Passage to read →
>> BEGIN
Chalk home page
Docs
API
CLI
  1. Streaming
  2. Aggregations

With streams, it is common to compute aggregations over events that fall within a time window. Chalk enables users to express these computations, known as streaming window aggregate functions.


Windowed Features

Windowed features are features defined over time ranges. You can declare a feature to compute with a window function using the typeclass chalk.streams.Windowed.

Example

from chalk.features import features
from chalk.streams import Windowed, windowed

@features
class User:
    num_failed_logins: Windowed[int] = windowed("10m", "30m", "1d", default=0)
    ...

Here, the num_failed_logins feature supports three windows: the number of failed logins in the last 10 minutes, 30 minutes, and 1 day.

A windowed feature can be referenced in a query by the desired window. For example:

User.num_failed_logins("10m")
User.num_failed_logins("30m")
User.num_failed_logins("1d")

Windowed features support much of the same functionality as a normal feature. Like features for mapping resolvers, windowed features are most often used alongside max_staleness and etl_offline_to_online to allow the features to be sent to online store and offline store after each window period. Windowed features are often set with default values for when there are no messages within a time period.
>> END
Given data →
>> BEGIN
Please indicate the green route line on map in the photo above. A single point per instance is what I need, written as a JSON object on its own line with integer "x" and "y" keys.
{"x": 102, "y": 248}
>> END
The tasks →
(A) From the streaming aggregations documentation above, quote the text between "A windowed feature" and "a time period.", inclusive.
(B) Condense the paragraph of the streaming aggregations documentation that opens with "Windowed features support much of the same functionality" into a short bulleted list that keeps its main facts.

Results for the exercise →
(A)
A windowed feature can be referenced in a query by the desired window. For example:

User.num_failed_logins("10m")
User.num_failed_logins("30m")
User.num_failed_logins("1d")

Windowed features support much of the same functionality as a normal feature. Like features for mapping resolvers, windowed features are most often used alongside max_staleness and etl_offline_to_online to allow the features to be sent to online store and offline store after each window period. Windowed features are often set with default values for when there are no messages within a time period.

(B)
- Windowed features offer much of the same functionality as normal features.
- Like features for mapping resolvers, they are most often paired with max_staleness and etl_offline_to_online, so the features can be sent to the online and offline stores after each window period.
- They are often given default values for time periods with no messages.